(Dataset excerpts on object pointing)
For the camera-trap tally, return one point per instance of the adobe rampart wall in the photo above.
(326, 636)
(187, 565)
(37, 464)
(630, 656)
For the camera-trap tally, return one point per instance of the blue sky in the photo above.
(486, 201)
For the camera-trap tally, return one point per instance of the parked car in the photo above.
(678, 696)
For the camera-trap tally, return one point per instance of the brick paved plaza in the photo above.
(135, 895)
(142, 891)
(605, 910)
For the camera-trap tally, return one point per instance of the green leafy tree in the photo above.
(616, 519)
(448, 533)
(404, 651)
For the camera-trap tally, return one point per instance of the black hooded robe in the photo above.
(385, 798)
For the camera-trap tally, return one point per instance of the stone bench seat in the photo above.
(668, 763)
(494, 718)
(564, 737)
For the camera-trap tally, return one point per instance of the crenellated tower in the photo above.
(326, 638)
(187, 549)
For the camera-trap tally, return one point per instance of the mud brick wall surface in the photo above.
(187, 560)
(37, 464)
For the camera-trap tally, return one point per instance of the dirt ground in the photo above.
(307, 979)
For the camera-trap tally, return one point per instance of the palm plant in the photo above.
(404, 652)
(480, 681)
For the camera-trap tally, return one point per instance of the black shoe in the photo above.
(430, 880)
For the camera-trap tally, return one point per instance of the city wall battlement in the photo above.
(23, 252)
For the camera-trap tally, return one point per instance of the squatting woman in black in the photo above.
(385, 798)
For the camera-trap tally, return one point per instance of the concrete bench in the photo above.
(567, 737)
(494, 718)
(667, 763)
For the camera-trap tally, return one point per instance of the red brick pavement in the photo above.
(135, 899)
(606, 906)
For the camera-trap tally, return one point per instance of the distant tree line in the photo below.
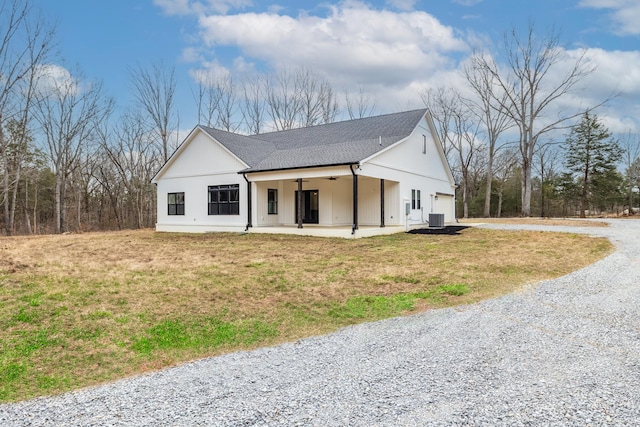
(71, 162)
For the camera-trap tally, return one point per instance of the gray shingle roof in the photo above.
(332, 144)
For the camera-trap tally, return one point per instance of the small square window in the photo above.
(224, 199)
(175, 203)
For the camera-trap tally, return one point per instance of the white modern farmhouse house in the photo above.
(355, 178)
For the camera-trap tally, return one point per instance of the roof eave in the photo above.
(249, 170)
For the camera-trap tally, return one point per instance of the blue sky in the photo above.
(390, 48)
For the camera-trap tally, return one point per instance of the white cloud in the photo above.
(402, 4)
(52, 79)
(195, 7)
(467, 2)
(391, 49)
(625, 14)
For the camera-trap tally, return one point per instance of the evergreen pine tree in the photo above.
(592, 154)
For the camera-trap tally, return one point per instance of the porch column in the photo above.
(249, 224)
(248, 202)
(382, 203)
(300, 207)
(355, 200)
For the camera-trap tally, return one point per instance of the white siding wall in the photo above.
(407, 164)
(191, 173)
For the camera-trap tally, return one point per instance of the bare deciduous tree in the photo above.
(359, 104)
(154, 89)
(67, 110)
(25, 41)
(533, 82)
(131, 152)
(283, 99)
(253, 106)
(488, 107)
(458, 134)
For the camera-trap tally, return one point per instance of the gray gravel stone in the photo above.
(561, 352)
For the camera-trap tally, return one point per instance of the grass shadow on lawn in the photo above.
(450, 230)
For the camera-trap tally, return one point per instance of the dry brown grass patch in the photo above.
(568, 222)
(80, 309)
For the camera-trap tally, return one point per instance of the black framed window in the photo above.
(415, 199)
(175, 203)
(224, 199)
(272, 201)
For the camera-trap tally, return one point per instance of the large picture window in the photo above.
(415, 199)
(224, 199)
(272, 201)
(175, 203)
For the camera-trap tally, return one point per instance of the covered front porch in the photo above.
(327, 202)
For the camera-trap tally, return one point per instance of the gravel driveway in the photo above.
(563, 352)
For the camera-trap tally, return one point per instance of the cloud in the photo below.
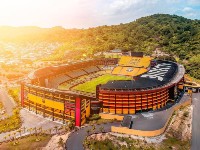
(187, 9)
(89, 13)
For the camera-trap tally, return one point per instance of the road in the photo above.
(31, 120)
(155, 120)
(144, 121)
(8, 102)
(75, 140)
(196, 122)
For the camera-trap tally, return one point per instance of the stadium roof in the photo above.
(157, 76)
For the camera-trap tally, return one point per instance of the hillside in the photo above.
(173, 34)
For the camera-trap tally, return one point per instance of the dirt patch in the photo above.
(177, 136)
(181, 124)
(53, 144)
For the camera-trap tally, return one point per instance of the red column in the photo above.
(78, 112)
(22, 94)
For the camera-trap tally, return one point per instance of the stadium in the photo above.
(130, 84)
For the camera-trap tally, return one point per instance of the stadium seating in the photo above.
(91, 69)
(132, 66)
(117, 70)
(76, 73)
(57, 80)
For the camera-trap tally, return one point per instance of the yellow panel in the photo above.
(46, 102)
(88, 110)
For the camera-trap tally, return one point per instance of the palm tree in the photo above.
(93, 127)
(29, 130)
(35, 129)
(20, 132)
(9, 136)
(61, 142)
(40, 130)
(101, 129)
(56, 129)
(14, 133)
(50, 131)
(5, 137)
(24, 128)
(88, 131)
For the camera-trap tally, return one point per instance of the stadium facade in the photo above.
(153, 85)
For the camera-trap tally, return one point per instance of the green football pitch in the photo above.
(90, 86)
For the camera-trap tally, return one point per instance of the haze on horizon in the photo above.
(87, 13)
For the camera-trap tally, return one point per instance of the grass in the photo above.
(90, 86)
(28, 143)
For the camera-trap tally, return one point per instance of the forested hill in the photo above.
(174, 34)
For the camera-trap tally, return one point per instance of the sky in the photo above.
(89, 13)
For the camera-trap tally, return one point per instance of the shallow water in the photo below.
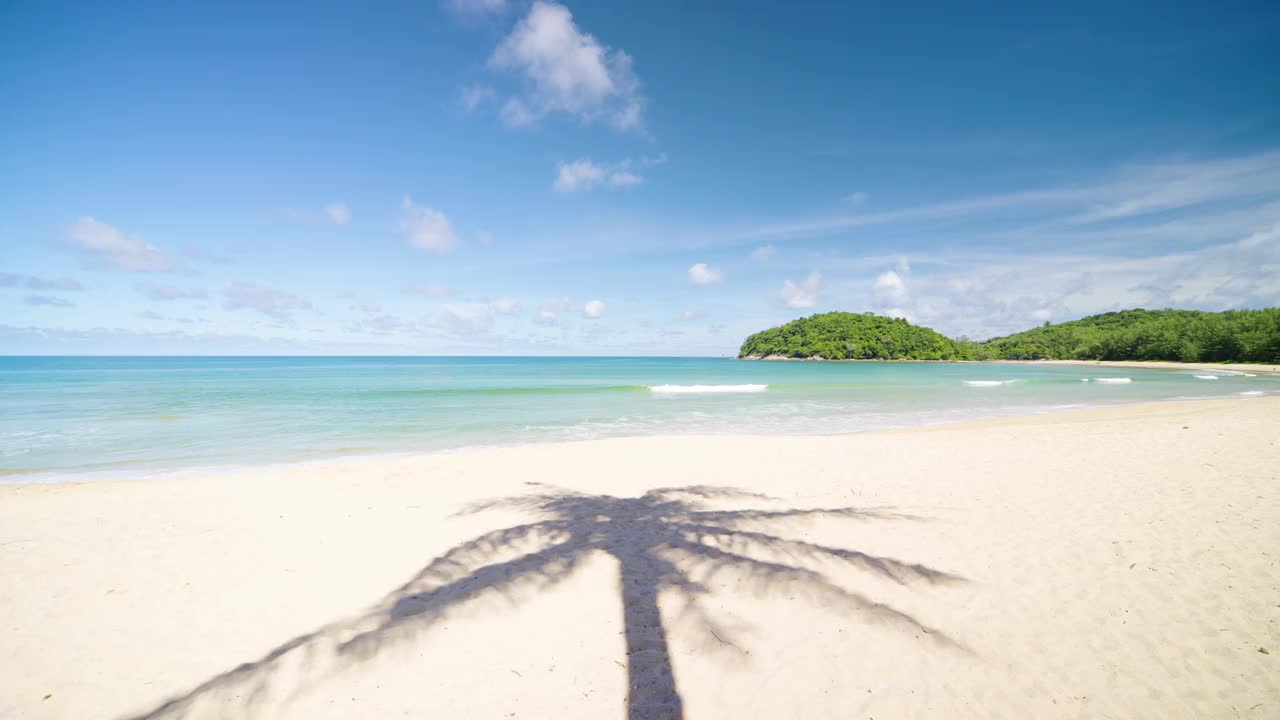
(69, 417)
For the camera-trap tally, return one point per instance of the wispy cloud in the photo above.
(476, 95)
(584, 174)
(49, 300)
(1151, 191)
(428, 290)
(31, 282)
(163, 292)
(115, 249)
(266, 300)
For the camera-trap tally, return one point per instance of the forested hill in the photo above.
(851, 336)
(1188, 336)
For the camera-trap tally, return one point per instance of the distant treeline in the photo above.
(851, 336)
(1188, 336)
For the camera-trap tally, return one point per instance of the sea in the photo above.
(87, 418)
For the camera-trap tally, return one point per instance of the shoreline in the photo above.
(1148, 364)
(356, 460)
(1157, 365)
(1102, 561)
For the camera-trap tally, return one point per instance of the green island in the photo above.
(1187, 336)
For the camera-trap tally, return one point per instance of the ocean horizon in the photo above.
(76, 418)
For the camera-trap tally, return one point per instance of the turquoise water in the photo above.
(69, 417)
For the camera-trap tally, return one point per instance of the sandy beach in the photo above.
(1157, 365)
(1110, 563)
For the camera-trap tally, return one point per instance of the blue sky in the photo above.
(657, 178)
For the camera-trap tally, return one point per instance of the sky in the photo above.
(499, 177)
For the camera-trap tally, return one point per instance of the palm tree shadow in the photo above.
(666, 541)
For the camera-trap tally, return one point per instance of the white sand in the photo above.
(1116, 563)
(1157, 365)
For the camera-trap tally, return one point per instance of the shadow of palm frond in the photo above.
(666, 541)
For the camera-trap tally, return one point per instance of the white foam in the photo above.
(675, 390)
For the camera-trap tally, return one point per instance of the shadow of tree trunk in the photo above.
(652, 692)
(663, 541)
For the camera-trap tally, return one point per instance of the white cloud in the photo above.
(579, 174)
(426, 228)
(338, 213)
(117, 249)
(428, 290)
(702, 274)
(551, 310)
(891, 287)
(269, 301)
(475, 95)
(464, 319)
(566, 71)
(804, 294)
(516, 114)
(49, 300)
(584, 174)
(31, 282)
(160, 291)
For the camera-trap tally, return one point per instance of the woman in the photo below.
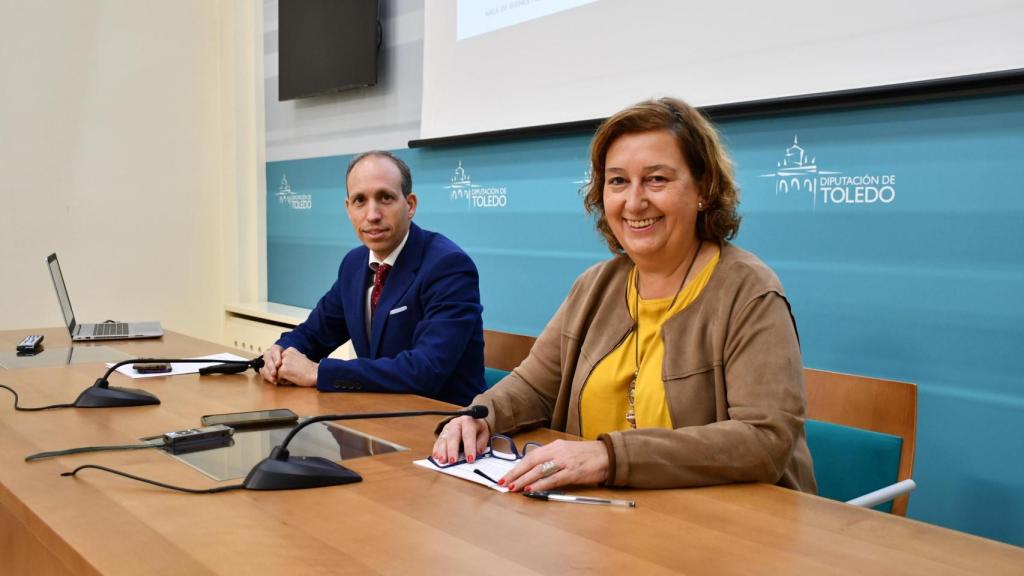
(677, 360)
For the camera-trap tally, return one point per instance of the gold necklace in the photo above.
(631, 416)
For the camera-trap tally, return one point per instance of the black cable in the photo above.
(52, 453)
(34, 408)
(155, 483)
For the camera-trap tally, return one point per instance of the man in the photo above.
(409, 299)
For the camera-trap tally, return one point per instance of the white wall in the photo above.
(141, 116)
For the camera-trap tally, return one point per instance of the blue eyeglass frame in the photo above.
(515, 451)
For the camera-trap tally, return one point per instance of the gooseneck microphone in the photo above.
(281, 471)
(102, 395)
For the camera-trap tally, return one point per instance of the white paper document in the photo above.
(494, 467)
(183, 367)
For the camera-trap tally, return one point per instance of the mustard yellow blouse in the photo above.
(605, 395)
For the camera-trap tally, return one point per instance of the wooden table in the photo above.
(400, 519)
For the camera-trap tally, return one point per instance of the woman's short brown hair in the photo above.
(705, 157)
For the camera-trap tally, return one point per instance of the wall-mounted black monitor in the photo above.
(326, 46)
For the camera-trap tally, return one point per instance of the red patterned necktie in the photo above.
(380, 275)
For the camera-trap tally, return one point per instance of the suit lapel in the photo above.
(355, 301)
(397, 283)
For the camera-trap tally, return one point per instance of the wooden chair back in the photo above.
(860, 402)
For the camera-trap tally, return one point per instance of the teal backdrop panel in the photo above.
(897, 232)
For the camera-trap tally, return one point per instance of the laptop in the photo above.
(101, 331)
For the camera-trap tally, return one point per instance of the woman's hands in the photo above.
(467, 432)
(562, 462)
(559, 463)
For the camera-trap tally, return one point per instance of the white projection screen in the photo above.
(523, 64)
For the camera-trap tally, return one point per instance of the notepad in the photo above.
(494, 467)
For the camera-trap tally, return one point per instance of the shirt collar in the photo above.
(391, 258)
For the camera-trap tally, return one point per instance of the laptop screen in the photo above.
(58, 285)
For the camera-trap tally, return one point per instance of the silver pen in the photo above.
(562, 497)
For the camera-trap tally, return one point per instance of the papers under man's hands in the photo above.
(484, 470)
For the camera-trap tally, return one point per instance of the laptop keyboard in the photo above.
(111, 329)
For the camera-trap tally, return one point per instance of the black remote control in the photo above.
(194, 440)
(30, 344)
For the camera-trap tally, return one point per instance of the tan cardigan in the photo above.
(732, 373)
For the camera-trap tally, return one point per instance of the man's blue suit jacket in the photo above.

Work to be completed:
The line containing "monitor in the photo above." marks the start; retype it and each line after it through the end of the records above, exactly.

Answer:
For the camera-trap tally, return one point per instance of the wall-mounted black monitor in the photo above.
(326, 46)
For the camera-trap tally, return one point per instance of the red patterned necktie in the photo above.
(380, 275)
For the camera-trap tally, return one point per instance of the suit lapel in the photo above.
(355, 301)
(397, 283)
For the camera-trap tally, return one point per instance of the wooden chair back in the photo above.
(860, 402)
For the camera-trap tally, return one point per instance of the teal backdrop panel in the photo above.
(897, 232)
For the camera-trap tally, return one point per instance of the laptop in the photo above.
(101, 331)
For the camera-trap tally, return one point per instance of the woman's hands in the photo above.
(467, 432)
(562, 462)
(559, 463)
For the camera-trap tally, return one point per instance of the white projection screen in the photo above.
(523, 64)
For the camera-trap tally, return one point per instance of the notepad in the photo above.
(494, 467)
For the camera-trap tally, return one point per instance of the shirt collar in the photo above.
(391, 258)
For the camera-trap tally, return one point per instance of the laptop screen in the photo above.
(58, 285)
For the camera-trap tally, return one point per instance of the silver pen in the photo above.
(562, 497)
For the camera-trap tally, return one point per instance of the papers under man's hands in the photo above.
(484, 470)
For the camera-trap tally, return one point per instance of the laptop keyboard in the photo above.
(111, 329)
For the camera-trap tally, return one point per instance of the black remote control in the photo above.
(194, 440)
(30, 344)
For the camera-trap tally, return one point per instance of the tan cardigan in the photo above.
(732, 373)
For the camera-trap tally, return one point per instance of the man's blue suit jacket in the photo above.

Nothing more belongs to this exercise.